→ Directions
What lines of the data below include the word "tripod"? Report them by copying each.

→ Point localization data
════════
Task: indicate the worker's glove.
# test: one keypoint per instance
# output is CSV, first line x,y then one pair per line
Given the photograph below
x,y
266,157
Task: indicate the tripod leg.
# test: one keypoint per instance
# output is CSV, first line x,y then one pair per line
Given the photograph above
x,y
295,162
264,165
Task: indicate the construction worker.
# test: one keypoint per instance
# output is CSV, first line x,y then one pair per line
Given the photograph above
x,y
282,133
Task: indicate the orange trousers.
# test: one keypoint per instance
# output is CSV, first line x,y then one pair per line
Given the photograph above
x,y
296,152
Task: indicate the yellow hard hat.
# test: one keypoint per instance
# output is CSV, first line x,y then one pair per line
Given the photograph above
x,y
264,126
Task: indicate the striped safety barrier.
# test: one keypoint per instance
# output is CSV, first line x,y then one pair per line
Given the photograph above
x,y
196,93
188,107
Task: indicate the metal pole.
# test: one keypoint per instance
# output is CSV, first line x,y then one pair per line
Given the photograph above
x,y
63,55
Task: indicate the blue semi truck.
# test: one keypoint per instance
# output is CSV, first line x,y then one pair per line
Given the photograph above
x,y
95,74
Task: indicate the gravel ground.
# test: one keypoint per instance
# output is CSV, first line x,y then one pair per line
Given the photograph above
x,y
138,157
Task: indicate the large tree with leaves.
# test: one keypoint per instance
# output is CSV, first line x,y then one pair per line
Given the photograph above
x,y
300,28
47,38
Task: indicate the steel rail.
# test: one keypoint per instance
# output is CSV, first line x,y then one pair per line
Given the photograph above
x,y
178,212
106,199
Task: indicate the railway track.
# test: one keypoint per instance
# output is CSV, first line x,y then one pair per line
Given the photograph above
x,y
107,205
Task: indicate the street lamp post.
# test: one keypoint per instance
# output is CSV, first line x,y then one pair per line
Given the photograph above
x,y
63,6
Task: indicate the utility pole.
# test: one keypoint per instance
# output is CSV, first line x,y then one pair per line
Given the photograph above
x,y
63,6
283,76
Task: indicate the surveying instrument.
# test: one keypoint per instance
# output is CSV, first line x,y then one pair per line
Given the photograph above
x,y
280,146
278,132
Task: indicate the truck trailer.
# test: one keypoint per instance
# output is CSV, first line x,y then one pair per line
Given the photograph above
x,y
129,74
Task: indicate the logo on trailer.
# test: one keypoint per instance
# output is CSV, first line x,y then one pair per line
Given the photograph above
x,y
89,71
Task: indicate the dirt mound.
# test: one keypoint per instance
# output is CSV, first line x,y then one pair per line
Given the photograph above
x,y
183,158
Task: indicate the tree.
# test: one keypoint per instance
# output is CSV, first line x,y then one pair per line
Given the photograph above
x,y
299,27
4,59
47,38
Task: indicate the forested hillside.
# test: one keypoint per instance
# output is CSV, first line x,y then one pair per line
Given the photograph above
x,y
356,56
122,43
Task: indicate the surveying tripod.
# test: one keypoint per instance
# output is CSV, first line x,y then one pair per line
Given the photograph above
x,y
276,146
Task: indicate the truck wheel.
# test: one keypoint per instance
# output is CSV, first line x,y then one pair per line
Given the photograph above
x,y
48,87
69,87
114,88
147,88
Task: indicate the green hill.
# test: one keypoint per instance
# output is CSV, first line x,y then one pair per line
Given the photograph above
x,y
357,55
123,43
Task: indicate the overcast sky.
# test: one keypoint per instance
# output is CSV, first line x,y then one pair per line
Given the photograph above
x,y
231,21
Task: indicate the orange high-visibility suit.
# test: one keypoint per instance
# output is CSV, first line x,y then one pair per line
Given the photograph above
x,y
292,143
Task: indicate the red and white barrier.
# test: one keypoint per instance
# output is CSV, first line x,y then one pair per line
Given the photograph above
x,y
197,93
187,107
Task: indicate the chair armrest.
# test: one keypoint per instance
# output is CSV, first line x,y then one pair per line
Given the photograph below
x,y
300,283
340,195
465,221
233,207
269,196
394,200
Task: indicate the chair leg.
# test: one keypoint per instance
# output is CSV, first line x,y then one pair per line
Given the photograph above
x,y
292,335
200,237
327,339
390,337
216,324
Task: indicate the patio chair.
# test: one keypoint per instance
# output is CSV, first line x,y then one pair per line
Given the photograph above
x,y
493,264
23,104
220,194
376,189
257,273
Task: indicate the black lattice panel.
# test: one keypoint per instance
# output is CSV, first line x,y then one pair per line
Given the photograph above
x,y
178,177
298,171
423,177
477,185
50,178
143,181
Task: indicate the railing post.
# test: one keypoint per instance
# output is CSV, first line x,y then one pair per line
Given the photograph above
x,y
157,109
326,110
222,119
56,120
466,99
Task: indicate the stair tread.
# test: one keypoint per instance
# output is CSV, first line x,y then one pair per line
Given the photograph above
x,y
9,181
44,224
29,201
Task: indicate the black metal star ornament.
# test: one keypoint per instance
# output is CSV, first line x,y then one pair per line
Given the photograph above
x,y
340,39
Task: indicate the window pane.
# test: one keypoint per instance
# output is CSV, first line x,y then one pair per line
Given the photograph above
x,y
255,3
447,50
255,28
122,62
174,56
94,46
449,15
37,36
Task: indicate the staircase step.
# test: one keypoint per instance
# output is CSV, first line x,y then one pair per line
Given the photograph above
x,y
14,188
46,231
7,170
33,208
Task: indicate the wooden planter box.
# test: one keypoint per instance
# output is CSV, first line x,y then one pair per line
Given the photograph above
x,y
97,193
════════
→ Exercise answer
Task: indicate the tripod leg.
Task: indicate the surveying tripod.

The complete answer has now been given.